* ESTRATTO:
“Paradigmi della complessità” di Silvia Elena Di Donato: la tensione al movimento
Nella collana “Il Gabbiere” della Di Felice Edizioni, diretta da Sante De Pasquale, è stato pubblicato l’ultimo lavoro poetico della poetessa abruzzese Silvia Elena Di Donato, di professione docente.
L’opera, dal titolo Paradigmi della complessità, è introdotta da una puntuale nota critica di Vincenzo Guarracino, noto saggista e, in particolare, studioso leopardiano.
Guarracino, con opportuni richiami al dettato lirico della poetessa pescarese, parla di “[un] filo” di un’ansia, inesausta, di ricerca e di sapere che si svolge attraverso “parole” che servono a chi “sull’orlo del cadere” come un “funambolo” ha bisogno di appigli per non soccombere alla “vertigine” (dei ricordi, della quotidianità) e sopravvivere alla “sproporzione incombente della vita” (5).

* ESERCIZI DA SVOLGERE:
- A) Elenca tutte le persone nominate nell'estratto.
- B) Trascrivi l'estratto da "L’opera, dal titolo" a "particolare, studioso leopardiano.", sostituendo "puntuale" con "attenta".
- C) Rispondi a queste domande sull'estratto:
(i) Chi dirige la collana "Il Gabbiere"?
(ii) Qual è la professione di Silvia Elena Di Donato?
(iii) Con quali due qualifiche viene presentato Vincenzo Guarracino?

* MATERIALE FORNITO:
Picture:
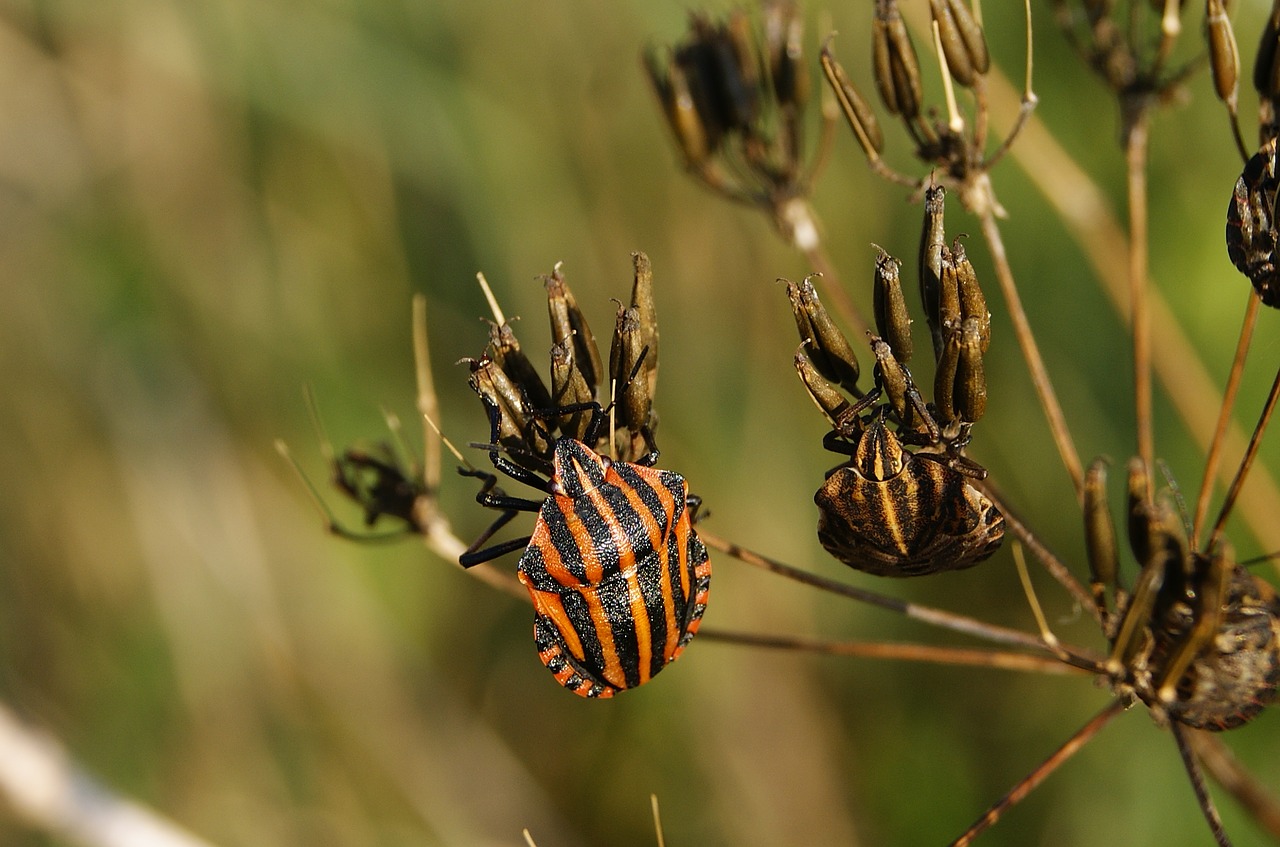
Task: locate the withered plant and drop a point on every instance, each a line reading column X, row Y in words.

* SOLUZIONI:
- A) Silvia Elena Di Donato, Sante De Pasquale, Vincenzo Guarracino

- B)
L’opera, dal titolo Paradigmi della complessità, è introdotta da una attenta nota critica di Vincenzo Guarracino, noto saggista e, in particolare, studioso leopardiano.

- C)
(i) Sante De Pasquale.
(ii) È docente.
(iii) Noto saggista e studioso leopardiano.